◆ **Written task**
Can you retype each line, unchanged, starting at the line containing "Please trace the outline of every instance of the **baseball" and continuing up to and including the last line of the items below?

◆ **Stored data**
- - -

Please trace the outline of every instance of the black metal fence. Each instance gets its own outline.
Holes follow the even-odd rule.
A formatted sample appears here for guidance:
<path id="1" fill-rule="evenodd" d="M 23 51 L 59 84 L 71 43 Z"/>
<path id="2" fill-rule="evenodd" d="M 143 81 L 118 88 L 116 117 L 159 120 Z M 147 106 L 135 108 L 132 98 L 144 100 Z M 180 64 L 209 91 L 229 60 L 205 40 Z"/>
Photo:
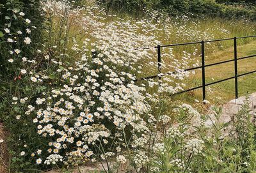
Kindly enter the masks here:
<path id="1" fill-rule="evenodd" d="M 235 79 L 235 88 L 236 88 L 236 98 L 238 98 L 238 77 L 244 76 L 252 73 L 256 72 L 256 70 L 250 71 L 248 73 L 242 73 L 242 74 L 238 74 L 237 72 L 237 61 L 241 60 L 241 59 L 244 59 L 250 57 L 256 57 L 256 55 L 252 55 L 252 56 L 245 56 L 245 57 L 237 57 L 237 41 L 238 39 L 244 39 L 244 38 L 256 38 L 256 36 L 243 36 L 243 37 L 234 37 L 234 38 L 225 38 L 225 39 L 220 39 L 220 40 L 208 40 L 208 41 L 196 41 L 196 42 L 190 42 L 190 43 L 178 43 L 178 44 L 172 44 L 172 45 L 158 45 L 157 47 L 155 48 L 157 49 L 157 61 L 158 61 L 158 74 L 156 75 L 152 75 L 152 76 L 149 76 L 147 77 L 143 77 L 141 79 L 140 79 L 138 80 L 141 80 L 141 79 L 154 79 L 154 78 L 157 78 L 159 77 L 160 79 L 161 78 L 161 76 L 163 75 L 170 75 L 174 73 L 176 73 L 176 71 L 172 71 L 170 73 L 161 73 L 161 48 L 163 47 L 177 47 L 177 46 L 181 46 L 181 45 L 195 45 L 195 44 L 200 44 L 201 45 L 201 57 L 202 57 L 202 65 L 200 66 L 196 66 L 196 67 L 193 67 L 193 68 L 189 68 L 185 69 L 185 71 L 191 71 L 196 69 L 202 69 L 202 85 L 198 87 L 190 88 L 186 90 L 182 91 L 179 93 L 176 93 L 174 94 L 181 94 L 184 93 L 188 91 L 193 91 L 197 89 L 202 89 L 202 93 L 203 93 L 203 100 L 205 100 L 206 98 L 206 91 L 205 91 L 205 87 L 211 86 L 215 84 L 218 84 L 221 82 L 224 82 L 228 80 L 230 80 L 232 79 Z M 205 43 L 210 43 L 210 42 L 216 42 L 216 41 L 225 41 L 225 40 L 234 40 L 234 59 L 228 59 L 227 61 L 223 61 L 221 62 L 218 62 L 212 64 L 205 64 Z M 209 67 L 209 66 L 212 66 L 220 64 L 223 64 L 223 63 L 227 63 L 229 62 L 234 62 L 234 76 L 228 77 L 227 79 L 224 79 L 218 81 L 205 84 L 205 67 Z"/>

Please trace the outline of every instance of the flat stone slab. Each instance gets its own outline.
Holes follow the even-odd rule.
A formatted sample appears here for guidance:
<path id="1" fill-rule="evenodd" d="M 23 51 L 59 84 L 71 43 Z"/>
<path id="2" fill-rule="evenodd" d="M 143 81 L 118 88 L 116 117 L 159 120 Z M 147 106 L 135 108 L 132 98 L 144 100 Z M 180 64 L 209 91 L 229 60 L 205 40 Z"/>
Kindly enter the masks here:
<path id="1" fill-rule="evenodd" d="M 228 123 L 232 120 L 234 116 L 237 114 L 241 109 L 243 104 L 246 101 L 249 102 L 250 114 L 253 114 L 256 112 L 256 93 L 246 96 L 241 96 L 237 99 L 234 99 L 222 106 L 222 114 L 220 116 L 220 121 L 221 123 Z M 210 110 L 209 112 L 209 117 L 213 122 L 216 121 L 213 110 Z M 205 124 L 208 126 L 212 125 L 212 122 L 211 119 L 208 119 L 205 122 Z"/>

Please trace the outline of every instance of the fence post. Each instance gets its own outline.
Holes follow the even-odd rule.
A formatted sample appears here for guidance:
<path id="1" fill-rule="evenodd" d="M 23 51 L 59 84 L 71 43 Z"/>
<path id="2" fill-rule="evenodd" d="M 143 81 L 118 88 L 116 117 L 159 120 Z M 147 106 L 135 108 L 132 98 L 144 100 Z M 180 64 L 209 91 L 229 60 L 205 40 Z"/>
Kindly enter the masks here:
<path id="1" fill-rule="evenodd" d="M 159 45 L 157 45 L 157 61 L 158 61 L 158 74 L 161 73 L 161 46 Z M 161 77 L 159 77 L 159 80 L 161 80 Z"/>
<path id="2" fill-rule="evenodd" d="M 237 80 L 237 38 L 234 38 L 234 53 L 235 62 L 235 87 L 236 87 L 236 98 L 238 98 L 238 80 Z"/>
<path id="3" fill-rule="evenodd" d="M 202 51 L 202 81 L 203 86 L 203 100 L 205 100 L 205 56 L 204 56 L 204 41 L 201 42 Z"/>

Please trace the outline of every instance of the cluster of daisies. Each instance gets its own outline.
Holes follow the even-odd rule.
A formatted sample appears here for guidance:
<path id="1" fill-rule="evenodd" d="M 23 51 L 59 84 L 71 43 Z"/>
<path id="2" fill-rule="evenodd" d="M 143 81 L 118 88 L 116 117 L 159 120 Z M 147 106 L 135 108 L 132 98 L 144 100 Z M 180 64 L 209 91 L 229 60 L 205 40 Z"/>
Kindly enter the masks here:
<path id="1" fill-rule="evenodd" d="M 172 119 L 167 115 L 157 119 L 152 105 L 159 103 L 163 93 L 173 93 L 182 89 L 184 84 L 173 82 L 189 75 L 182 70 L 182 64 L 185 66 L 189 64 L 184 59 L 190 55 L 184 52 L 182 63 L 173 61 L 172 64 L 162 64 L 162 70 L 172 67 L 179 73 L 170 76 L 161 74 L 159 81 L 150 79 L 136 83 L 136 79 L 157 71 L 154 47 L 159 41 L 152 31 L 162 31 L 156 25 L 148 19 L 125 22 L 121 19 L 105 24 L 102 16 L 107 15 L 99 6 L 74 9 L 65 1 L 47 1 L 43 10 L 54 17 L 63 17 L 63 11 L 68 10 L 70 16 L 77 17 L 77 25 L 91 38 L 85 39 L 82 45 L 74 38 L 71 49 L 64 48 L 68 50 L 65 54 L 58 52 L 56 45 L 52 47 L 56 51 L 54 56 L 45 52 L 42 58 L 47 68 L 52 68 L 51 71 L 45 69 L 20 70 L 22 75 L 30 79 L 31 85 L 45 86 L 47 89 L 33 101 L 29 97 L 13 97 L 12 103 L 24 107 L 24 115 L 33 117 L 36 135 L 49 142 L 46 146 L 31 153 L 24 147 L 20 156 L 31 155 L 36 164 L 51 166 L 72 164 L 77 158 L 95 162 L 115 158 L 117 163 L 124 164 L 129 160 L 140 169 L 155 159 L 149 156 L 148 147 L 164 154 L 167 150 L 164 139 L 152 129 L 157 130 L 161 124 L 168 127 Z M 99 15 L 94 15 L 97 11 Z M 19 15 L 27 27 L 27 35 L 22 38 L 22 41 L 29 45 L 33 40 L 29 34 L 35 27 L 31 26 L 32 22 L 25 17 L 26 14 L 20 12 Z M 136 29 L 140 27 L 145 28 L 144 33 L 138 33 Z M 9 43 L 18 41 L 13 31 L 8 28 L 4 31 Z M 20 32 L 17 31 L 17 34 Z M 95 41 L 92 43 L 92 40 Z M 40 50 L 37 52 L 41 53 Z M 10 52 L 13 56 L 8 60 L 10 63 L 20 61 L 18 57 L 23 62 L 35 63 L 21 56 L 20 50 Z M 67 63 L 58 58 L 69 57 L 68 54 L 72 54 L 74 63 Z M 173 57 L 172 49 L 164 55 Z M 57 80 L 58 83 L 52 84 Z M 173 86 L 170 86 L 170 82 Z M 148 87 L 158 89 L 152 94 L 147 91 Z M 181 108 L 200 119 L 200 114 L 189 105 L 182 105 Z M 23 116 L 17 115 L 16 119 L 22 121 Z M 183 137 L 183 132 L 176 128 L 164 130 L 168 138 Z M 152 137 L 156 138 L 156 141 Z M 191 151 L 201 153 L 203 142 L 195 139 L 187 140 L 188 156 Z M 183 161 L 175 162 L 171 163 L 183 167 L 180 163 Z"/>
<path id="2" fill-rule="evenodd" d="M 20 44 L 22 43 L 24 46 L 29 47 L 29 45 L 32 43 L 30 35 L 33 31 L 36 29 L 36 27 L 33 26 L 31 21 L 26 18 L 26 15 L 24 12 L 17 9 L 12 10 L 10 11 L 12 12 L 12 14 L 10 16 L 5 17 L 6 24 L 11 23 L 12 20 L 17 20 L 18 22 L 23 23 L 22 26 L 25 28 L 20 29 L 22 30 L 16 31 L 13 30 L 12 25 L 6 25 L 3 31 L 4 39 L 9 45 L 8 48 L 10 49 L 10 50 L 8 50 L 10 55 L 7 61 L 11 64 L 13 63 L 20 63 L 20 59 L 22 59 L 21 61 L 23 63 L 35 63 L 35 61 L 32 58 L 31 58 L 31 60 L 29 58 L 28 59 L 26 56 L 26 52 L 23 52 L 19 47 L 21 47 Z M 21 69 L 20 73 L 24 75 L 27 71 L 26 69 Z"/>

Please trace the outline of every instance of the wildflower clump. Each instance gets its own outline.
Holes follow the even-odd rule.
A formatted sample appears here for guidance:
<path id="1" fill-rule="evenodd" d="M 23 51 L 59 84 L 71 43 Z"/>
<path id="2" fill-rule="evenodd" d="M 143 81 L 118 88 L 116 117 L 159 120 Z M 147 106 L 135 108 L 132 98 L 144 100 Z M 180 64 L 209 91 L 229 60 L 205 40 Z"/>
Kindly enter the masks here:
<path id="1" fill-rule="evenodd" d="M 185 145 L 186 151 L 190 154 L 198 155 L 202 153 L 204 142 L 200 139 L 192 139 L 189 140 Z"/>

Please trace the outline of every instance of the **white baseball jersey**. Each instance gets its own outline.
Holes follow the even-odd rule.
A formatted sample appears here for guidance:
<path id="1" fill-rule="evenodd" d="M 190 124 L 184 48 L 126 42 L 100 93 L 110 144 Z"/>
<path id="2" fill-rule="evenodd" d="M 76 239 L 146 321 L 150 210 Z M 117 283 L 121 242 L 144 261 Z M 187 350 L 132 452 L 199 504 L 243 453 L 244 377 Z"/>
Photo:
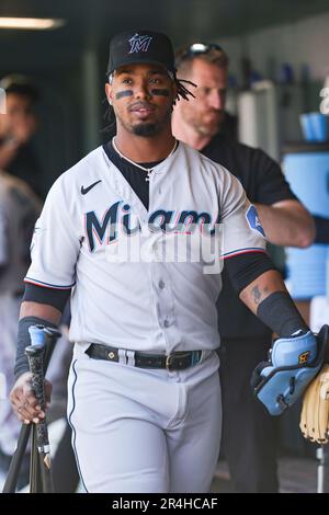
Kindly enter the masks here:
<path id="1" fill-rule="evenodd" d="M 205 274 L 202 261 L 151 256 L 163 233 L 202 232 L 218 220 L 224 258 L 264 251 L 256 209 L 219 164 L 180 142 L 150 175 L 147 211 L 100 147 L 53 185 L 25 281 L 72 288 L 72 341 L 167 354 L 214 350 L 220 275 Z M 143 261 L 115 261 L 127 233 L 140 236 Z"/>

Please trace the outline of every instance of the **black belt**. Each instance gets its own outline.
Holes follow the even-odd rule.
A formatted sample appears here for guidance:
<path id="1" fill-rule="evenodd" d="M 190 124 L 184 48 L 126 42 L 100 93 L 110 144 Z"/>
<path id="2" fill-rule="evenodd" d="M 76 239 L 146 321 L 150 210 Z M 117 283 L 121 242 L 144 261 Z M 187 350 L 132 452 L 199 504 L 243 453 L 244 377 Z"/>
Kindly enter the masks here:
<path id="1" fill-rule="evenodd" d="M 134 351 L 123 351 L 120 348 L 109 347 L 98 343 L 91 343 L 86 354 L 93 359 L 105 359 L 107 362 L 121 362 L 123 353 L 133 353 L 133 366 L 139 368 L 167 368 L 167 370 L 184 370 L 185 368 L 197 365 L 201 360 L 202 351 L 174 352 L 168 356 L 163 354 L 147 354 Z M 125 365 L 128 365 L 126 357 Z"/>

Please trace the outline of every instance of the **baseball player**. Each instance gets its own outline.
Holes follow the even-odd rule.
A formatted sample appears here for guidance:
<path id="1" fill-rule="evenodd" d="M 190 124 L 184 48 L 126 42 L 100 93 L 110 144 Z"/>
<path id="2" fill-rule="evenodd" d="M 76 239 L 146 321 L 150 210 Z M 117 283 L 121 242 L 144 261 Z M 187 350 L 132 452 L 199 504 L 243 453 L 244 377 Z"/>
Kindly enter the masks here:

- - -

◆ **Result below**
Please trace the outline of every instance of the **baseball player**. Each instance gets its own outline.
Holes follow the even-odd rule.
A formatted sample appears here for guidance:
<path id="1" fill-rule="evenodd" d="M 190 124 L 184 48 L 126 42 L 100 93 L 110 144 Z"/>
<path id="2" fill-rule="evenodd" d="M 76 239 L 146 321 L 150 210 Z M 117 283 L 121 242 L 144 261 Z M 187 350 L 132 452 L 199 504 L 243 453 L 244 377 Z"/>
Kindly enter the masks here:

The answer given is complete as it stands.